TASK TO CARRY OUT> Please return the lines below verbatim, beginning at the one that has "Kindly segment every instance of the circular" and stopping after the one that has "Kindly segment every instance of the snow-capped", and add no other lines.

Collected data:
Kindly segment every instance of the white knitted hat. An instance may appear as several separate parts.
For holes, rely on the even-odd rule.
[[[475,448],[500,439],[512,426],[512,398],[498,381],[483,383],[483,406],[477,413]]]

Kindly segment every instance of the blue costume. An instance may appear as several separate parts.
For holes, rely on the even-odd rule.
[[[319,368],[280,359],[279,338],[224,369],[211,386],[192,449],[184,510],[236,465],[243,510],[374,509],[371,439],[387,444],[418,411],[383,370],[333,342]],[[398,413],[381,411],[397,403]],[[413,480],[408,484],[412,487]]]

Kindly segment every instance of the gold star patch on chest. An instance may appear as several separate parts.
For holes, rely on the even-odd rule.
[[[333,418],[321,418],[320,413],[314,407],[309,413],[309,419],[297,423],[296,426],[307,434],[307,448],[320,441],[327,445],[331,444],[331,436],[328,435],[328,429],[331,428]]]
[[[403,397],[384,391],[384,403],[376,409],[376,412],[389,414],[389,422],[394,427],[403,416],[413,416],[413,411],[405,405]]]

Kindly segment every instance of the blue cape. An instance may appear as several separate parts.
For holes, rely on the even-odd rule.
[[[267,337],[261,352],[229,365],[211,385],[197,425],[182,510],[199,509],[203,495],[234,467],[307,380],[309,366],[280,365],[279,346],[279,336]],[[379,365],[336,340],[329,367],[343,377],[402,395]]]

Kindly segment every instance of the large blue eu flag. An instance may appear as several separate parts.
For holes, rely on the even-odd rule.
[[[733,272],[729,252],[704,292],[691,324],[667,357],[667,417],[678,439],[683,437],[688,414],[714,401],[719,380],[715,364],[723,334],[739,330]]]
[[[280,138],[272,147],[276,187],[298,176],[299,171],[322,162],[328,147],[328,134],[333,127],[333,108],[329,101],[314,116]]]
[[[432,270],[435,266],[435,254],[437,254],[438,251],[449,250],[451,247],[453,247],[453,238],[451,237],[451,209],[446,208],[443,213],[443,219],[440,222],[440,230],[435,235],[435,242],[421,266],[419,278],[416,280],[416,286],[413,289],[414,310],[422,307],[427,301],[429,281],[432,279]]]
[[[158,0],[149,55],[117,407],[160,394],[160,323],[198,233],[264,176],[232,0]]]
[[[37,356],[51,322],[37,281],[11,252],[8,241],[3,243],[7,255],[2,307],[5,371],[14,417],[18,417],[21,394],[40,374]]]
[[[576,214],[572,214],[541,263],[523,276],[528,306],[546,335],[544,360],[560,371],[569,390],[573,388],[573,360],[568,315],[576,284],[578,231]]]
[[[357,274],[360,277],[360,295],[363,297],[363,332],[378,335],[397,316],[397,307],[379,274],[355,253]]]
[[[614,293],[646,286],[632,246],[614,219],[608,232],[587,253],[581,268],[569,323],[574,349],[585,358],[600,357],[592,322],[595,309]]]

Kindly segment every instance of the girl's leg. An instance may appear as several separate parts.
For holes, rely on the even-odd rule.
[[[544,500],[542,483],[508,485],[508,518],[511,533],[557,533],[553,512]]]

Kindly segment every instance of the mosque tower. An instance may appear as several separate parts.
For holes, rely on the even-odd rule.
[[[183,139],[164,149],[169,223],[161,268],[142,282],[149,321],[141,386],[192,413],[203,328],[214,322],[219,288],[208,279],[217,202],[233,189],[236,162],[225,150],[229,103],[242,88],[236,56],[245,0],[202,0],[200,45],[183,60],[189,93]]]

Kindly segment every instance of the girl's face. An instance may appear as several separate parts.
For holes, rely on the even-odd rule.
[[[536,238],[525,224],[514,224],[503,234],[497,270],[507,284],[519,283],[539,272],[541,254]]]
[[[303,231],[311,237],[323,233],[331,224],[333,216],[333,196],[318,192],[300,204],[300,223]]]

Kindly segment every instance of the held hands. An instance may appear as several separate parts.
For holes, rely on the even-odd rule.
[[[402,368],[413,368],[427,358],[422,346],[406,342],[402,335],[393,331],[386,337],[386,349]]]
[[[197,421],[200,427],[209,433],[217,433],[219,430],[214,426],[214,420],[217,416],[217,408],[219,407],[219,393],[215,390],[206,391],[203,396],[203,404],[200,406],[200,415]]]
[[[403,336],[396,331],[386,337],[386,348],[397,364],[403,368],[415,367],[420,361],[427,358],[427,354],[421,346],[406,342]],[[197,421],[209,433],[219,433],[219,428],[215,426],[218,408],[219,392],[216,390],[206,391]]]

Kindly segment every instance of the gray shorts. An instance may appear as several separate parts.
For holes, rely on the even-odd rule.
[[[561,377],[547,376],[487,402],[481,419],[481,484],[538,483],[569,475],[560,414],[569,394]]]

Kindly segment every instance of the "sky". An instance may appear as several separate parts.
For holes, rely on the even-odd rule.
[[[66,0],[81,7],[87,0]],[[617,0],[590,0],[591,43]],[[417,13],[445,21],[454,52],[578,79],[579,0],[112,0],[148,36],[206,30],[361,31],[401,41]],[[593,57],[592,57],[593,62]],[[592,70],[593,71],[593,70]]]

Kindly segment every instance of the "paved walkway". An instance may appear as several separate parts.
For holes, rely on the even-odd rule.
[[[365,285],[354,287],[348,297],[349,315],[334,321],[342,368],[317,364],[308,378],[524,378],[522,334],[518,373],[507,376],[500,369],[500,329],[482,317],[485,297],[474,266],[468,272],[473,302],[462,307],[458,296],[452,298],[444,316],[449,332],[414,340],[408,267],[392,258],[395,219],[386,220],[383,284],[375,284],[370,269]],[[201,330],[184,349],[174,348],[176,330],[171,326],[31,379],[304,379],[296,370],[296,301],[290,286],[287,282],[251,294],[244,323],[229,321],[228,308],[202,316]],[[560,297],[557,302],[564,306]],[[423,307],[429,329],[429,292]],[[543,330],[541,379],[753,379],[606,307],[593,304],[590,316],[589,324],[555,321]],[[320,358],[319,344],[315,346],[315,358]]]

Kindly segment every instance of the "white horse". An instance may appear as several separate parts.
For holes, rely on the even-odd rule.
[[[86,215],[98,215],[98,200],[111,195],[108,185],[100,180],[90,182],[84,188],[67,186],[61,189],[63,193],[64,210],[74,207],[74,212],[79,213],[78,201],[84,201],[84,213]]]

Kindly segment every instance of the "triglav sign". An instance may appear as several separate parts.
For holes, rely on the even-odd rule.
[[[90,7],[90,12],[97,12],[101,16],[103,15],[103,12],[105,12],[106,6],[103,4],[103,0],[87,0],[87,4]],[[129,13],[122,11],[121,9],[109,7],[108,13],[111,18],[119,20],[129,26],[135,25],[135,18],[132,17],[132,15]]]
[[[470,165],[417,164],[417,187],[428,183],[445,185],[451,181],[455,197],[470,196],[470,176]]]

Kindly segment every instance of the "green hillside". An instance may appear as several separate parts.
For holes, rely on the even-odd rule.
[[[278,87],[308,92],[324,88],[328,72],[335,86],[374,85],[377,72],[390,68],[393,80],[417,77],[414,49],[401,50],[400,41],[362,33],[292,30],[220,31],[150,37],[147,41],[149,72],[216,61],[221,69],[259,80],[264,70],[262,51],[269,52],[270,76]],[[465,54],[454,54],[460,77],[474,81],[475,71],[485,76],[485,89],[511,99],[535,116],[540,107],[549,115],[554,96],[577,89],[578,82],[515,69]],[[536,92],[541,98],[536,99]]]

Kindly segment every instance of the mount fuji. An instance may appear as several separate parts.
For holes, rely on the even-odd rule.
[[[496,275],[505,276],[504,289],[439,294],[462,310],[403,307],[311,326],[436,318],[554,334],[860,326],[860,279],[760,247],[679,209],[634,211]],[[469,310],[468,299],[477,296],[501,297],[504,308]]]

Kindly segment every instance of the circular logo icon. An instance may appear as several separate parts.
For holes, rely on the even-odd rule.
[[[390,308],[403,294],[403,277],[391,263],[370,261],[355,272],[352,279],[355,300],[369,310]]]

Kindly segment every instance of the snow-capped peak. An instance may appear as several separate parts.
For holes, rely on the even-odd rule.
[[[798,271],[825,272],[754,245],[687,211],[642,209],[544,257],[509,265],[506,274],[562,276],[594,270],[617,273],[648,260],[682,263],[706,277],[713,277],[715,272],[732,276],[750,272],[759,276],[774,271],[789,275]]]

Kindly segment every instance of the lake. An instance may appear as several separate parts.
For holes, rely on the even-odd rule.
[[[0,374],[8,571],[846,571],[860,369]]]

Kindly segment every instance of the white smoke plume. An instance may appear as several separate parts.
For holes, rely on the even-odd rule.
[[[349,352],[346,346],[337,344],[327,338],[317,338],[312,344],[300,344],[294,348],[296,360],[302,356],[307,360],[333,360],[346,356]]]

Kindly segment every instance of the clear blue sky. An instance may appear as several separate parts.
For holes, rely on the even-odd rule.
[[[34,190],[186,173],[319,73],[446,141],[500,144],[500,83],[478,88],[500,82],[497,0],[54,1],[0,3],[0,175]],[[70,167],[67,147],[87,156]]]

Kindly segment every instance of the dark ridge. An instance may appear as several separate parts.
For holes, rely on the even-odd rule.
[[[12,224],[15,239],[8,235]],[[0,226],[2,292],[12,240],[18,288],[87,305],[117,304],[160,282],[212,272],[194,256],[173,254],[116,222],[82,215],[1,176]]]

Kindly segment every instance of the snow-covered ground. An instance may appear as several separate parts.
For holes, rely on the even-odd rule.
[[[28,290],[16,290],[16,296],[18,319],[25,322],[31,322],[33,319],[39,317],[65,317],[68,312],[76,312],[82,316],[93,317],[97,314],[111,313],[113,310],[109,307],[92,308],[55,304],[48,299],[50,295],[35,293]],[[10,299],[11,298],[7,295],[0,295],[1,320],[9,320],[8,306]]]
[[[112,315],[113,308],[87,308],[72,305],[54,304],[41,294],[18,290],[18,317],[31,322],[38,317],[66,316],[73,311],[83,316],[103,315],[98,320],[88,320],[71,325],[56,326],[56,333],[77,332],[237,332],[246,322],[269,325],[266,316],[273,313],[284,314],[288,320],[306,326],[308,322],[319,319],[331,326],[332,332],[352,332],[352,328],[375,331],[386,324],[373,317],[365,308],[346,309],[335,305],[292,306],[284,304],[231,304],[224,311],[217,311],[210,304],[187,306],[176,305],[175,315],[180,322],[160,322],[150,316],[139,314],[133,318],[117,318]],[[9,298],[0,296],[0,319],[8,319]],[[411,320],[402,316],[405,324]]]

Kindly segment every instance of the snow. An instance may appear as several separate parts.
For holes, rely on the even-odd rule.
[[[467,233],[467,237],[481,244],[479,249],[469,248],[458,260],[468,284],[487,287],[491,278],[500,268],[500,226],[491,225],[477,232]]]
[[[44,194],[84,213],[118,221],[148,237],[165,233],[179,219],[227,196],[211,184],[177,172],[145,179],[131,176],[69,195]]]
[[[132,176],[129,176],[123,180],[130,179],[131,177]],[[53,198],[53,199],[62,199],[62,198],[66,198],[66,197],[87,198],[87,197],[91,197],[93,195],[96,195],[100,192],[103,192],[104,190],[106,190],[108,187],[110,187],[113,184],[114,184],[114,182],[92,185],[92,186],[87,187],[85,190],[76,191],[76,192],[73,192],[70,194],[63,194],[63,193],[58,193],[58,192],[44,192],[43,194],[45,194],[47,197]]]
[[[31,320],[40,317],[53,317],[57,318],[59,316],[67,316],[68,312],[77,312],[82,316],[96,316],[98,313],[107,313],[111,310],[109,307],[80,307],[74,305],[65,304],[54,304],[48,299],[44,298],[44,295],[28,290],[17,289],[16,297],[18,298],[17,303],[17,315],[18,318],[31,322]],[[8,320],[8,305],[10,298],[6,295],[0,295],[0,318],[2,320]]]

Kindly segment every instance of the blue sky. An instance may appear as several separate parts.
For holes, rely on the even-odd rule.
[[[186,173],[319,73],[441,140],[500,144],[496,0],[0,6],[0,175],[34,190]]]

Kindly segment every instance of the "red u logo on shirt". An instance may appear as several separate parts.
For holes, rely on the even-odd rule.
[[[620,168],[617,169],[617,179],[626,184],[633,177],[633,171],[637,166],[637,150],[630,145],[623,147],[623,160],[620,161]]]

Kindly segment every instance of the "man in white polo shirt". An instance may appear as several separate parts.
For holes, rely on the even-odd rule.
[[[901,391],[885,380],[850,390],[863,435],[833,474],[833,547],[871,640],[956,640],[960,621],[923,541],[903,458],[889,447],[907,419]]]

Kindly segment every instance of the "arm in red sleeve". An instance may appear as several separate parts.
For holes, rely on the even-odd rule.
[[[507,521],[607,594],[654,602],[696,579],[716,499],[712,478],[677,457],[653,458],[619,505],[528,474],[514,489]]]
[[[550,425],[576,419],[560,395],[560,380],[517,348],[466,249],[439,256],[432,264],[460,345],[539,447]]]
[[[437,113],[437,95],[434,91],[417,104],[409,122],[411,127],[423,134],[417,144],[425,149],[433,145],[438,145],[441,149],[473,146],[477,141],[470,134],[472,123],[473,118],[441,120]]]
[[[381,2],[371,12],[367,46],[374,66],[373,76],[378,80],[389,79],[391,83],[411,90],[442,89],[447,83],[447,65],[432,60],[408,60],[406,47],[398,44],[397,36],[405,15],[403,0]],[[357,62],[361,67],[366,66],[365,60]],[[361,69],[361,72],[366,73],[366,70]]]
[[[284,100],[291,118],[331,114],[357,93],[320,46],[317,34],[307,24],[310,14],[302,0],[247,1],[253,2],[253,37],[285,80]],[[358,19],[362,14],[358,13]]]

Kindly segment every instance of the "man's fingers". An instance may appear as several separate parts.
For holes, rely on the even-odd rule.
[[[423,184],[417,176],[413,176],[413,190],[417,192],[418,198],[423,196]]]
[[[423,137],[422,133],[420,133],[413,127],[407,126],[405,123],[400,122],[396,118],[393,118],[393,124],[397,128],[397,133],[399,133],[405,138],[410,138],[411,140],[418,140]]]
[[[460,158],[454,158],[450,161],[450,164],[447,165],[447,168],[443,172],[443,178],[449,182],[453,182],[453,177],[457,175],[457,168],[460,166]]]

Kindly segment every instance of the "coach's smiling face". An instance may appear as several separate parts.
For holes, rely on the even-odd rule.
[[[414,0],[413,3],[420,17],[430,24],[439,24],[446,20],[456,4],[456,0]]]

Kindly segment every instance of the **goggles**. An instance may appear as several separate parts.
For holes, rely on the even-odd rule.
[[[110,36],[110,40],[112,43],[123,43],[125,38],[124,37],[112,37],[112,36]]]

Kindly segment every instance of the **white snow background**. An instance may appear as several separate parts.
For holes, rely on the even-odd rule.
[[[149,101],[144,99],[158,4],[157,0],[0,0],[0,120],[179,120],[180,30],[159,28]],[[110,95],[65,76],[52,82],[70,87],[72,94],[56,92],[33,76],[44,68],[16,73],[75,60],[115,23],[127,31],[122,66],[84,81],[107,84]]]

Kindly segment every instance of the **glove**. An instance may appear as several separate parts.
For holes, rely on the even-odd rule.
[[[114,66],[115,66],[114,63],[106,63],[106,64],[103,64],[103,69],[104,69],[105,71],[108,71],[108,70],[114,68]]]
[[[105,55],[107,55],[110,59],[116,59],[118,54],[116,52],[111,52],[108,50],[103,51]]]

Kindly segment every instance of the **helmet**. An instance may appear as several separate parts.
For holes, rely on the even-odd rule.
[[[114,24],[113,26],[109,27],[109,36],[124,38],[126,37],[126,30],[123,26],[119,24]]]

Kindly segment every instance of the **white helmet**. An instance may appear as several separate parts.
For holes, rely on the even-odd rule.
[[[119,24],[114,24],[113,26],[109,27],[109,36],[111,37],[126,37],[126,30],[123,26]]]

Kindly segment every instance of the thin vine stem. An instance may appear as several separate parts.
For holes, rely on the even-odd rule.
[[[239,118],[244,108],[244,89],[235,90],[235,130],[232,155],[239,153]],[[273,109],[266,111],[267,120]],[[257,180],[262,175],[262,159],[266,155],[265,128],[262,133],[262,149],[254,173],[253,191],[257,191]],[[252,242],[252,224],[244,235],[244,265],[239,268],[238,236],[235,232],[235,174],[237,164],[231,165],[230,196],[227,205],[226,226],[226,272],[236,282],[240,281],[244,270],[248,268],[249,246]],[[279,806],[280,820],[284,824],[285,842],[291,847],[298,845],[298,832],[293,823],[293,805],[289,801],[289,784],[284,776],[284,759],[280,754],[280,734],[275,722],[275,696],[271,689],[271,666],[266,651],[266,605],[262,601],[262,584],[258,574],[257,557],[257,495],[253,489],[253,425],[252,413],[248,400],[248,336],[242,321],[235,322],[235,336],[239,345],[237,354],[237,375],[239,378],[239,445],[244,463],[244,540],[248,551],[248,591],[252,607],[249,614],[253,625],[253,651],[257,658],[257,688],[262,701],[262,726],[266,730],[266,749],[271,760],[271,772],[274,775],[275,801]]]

TASK RESULT>
Kindly segment every instance of the circular logo icon. An instance may appear as several separate parts.
For holes, rely on the even-odd rule.
[[[390,308],[403,294],[403,277],[391,263],[370,261],[355,272],[352,279],[355,300],[369,310]]]

Kindly segment every instance of the snow-capped peak. An instance may appear as several separate parts.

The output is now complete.